#### Instructions to follow:
From the rows below, extract every line that contains the word "stone", copying each line in full.

----- Exercise input

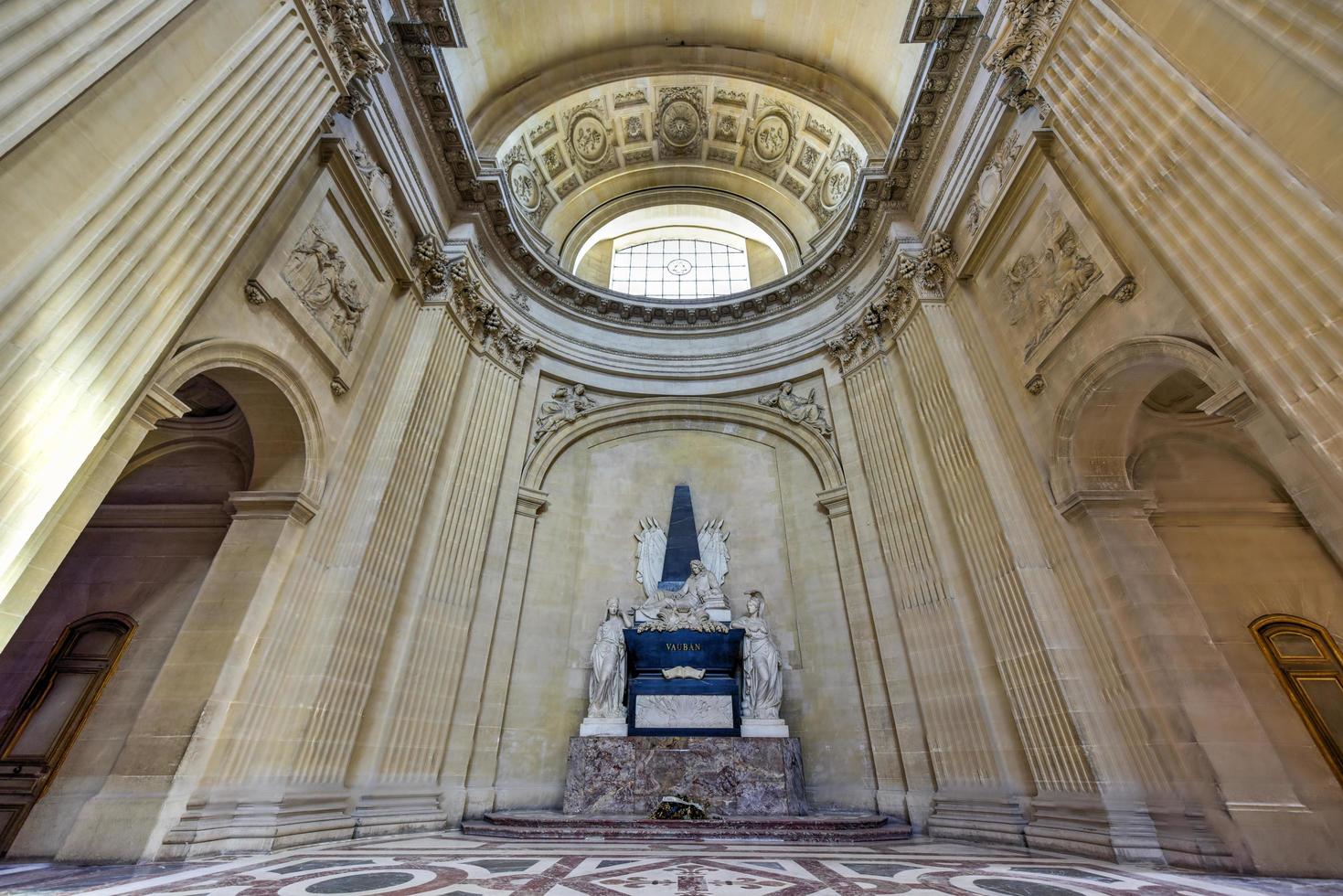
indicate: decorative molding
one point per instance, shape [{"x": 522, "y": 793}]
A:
[
  {"x": 157, "y": 404},
  {"x": 1017, "y": 51},
  {"x": 437, "y": 25},
  {"x": 942, "y": 70},
  {"x": 682, "y": 672},
  {"x": 272, "y": 506},
  {"x": 991, "y": 179},
  {"x": 344, "y": 27},
  {"x": 834, "y": 503},
  {"x": 919, "y": 277}
]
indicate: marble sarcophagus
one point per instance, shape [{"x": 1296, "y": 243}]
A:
[{"x": 684, "y": 683}]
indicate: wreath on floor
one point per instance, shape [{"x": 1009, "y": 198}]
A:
[{"x": 678, "y": 807}]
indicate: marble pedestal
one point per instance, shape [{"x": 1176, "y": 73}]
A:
[
  {"x": 764, "y": 729},
  {"x": 728, "y": 775},
  {"x": 594, "y": 727}
]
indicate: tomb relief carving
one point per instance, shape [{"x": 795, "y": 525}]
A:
[
  {"x": 1041, "y": 286},
  {"x": 566, "y": 404},
  {"x": 317, "y": 272},
  {"x": 799, "y": 409}
]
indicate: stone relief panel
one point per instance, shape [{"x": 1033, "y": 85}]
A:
[
  {"x": 682, "y": 121},
  {"x": 1039, "y": 261},
  {"x": 318, "y": 275},
  {"x": 673, "y": 120},
  {"x": 804, "y": 409},
  {"x": 1041, "y": 286}
]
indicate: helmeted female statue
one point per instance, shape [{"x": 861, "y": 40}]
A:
[
  {"x": 762, "y": 667},
  {"x": 606, "y": 689}
]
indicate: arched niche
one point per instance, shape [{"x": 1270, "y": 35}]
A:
[
  {"x": 288, "y": 435},
  {"x": 746, "y": 465},
  {"x": 1091, "y": 445}
]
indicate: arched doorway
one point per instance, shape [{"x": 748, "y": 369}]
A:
[{"x": 179, "y": 547}]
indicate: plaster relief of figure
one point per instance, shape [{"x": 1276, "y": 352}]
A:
[
  {"x": 606, "y": 688},
  {"x": 762, "y": 667},
  {"x": 566, "y": 404},
  {"x": 315, "y": 272},
  {"x": 1041, "y": 288},
  {"x": 798, "y": 409}
]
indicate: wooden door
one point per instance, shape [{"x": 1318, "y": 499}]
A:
[{"x": 48, "y": 720}]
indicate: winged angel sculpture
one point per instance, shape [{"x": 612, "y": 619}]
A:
[{"x": 703, "y": 590}]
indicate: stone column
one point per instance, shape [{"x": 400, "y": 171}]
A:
[
  {"x": 470, "y": 766},
  {"x": 1222, "y": 753},
  {"x": 879, "y": 704},
  {"x": 184, "y": 710},
  {"x": 434, "y": 632},
  {"x": 116, "y": 217}
]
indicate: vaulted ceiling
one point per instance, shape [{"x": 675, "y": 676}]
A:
[{"x": 523, "y": 55}]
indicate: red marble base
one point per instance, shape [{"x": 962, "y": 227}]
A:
[{"x": 553, "y": 825}]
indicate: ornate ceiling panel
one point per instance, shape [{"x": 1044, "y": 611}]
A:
[{"x": 790, "y": 156}]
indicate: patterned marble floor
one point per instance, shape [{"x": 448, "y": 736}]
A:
[{"x": 455, "y": 865}]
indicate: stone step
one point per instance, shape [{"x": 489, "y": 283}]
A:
[{"x": 555, "y": 825}]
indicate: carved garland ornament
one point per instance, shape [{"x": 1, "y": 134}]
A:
[
  {"x": 927, "y": 119},
  {"x": 480, "y": 316},
  {"x": 922, "y": 275},
  {"x": 344, "y": 27}
]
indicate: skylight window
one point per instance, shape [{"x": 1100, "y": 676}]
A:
[{"x": 698, "y": 265}]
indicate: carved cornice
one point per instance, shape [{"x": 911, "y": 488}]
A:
[
  {"x": 1017, "y": 51},
  {"x": 951, "y": 40},
  {"x": 344, "y": 27},
  {"x": 474, "y": 312},
  {"x": 919, "y": 277}
]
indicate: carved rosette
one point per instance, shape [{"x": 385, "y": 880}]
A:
[
  {"x": 681, "y": 121},
  {"x": 1018, "y": 48}
]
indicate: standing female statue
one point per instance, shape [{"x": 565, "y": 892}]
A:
[
  {"x": 606, "y": 689},
  {"x": 761, "y": 663}
]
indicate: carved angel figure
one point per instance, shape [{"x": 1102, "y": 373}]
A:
[
  {"x": 606, "y": 688},
  {"x": 653, "y": 547},
  {"x": 798, "y": 409},
  {"x": 713, "y": 549}
]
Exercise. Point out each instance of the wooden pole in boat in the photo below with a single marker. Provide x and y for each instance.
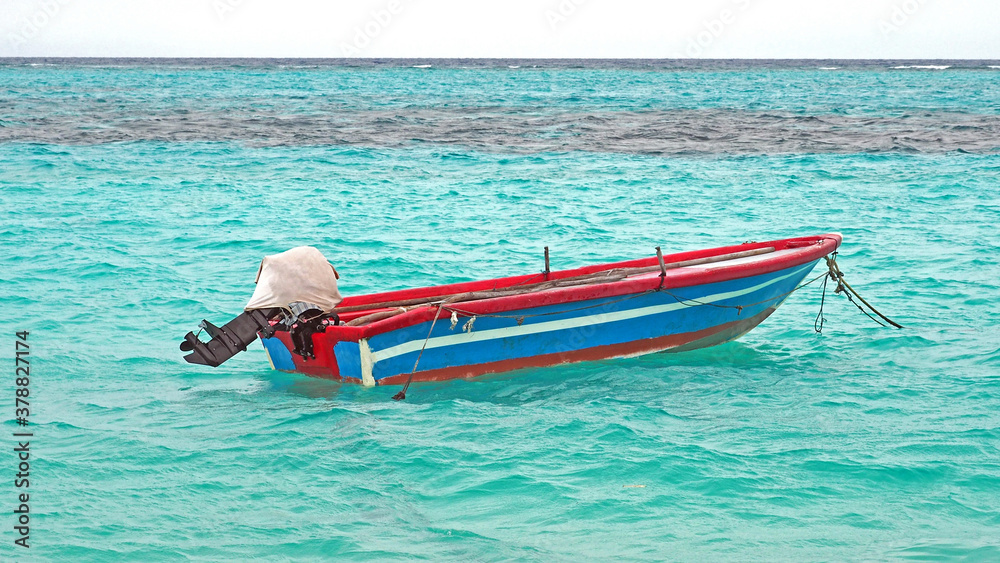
(663, 267)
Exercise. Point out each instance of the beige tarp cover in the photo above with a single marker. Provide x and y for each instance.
(299, 274)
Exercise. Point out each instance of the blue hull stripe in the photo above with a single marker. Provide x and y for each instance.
(607, 321)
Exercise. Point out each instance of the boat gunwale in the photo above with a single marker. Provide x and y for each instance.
(805, 249)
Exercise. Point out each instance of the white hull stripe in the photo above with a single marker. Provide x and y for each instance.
(563, 324)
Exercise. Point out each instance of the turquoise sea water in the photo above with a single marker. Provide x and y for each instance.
(138, 199)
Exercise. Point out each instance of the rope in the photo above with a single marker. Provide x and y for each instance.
(847, 290)
(402, 394)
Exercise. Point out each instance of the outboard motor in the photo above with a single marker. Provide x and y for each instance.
(229, 339)
(297, 285)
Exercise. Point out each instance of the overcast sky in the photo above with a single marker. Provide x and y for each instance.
(511, 28)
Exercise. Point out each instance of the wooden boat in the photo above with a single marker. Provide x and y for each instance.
(680, 302)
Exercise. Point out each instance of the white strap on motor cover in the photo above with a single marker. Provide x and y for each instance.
(299, 274)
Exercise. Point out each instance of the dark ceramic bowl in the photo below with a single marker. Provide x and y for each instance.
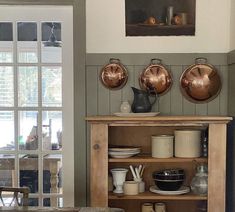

----------

#### Result of the task:
indicate: stone relief panel
indicate: stone column
indicate: stone step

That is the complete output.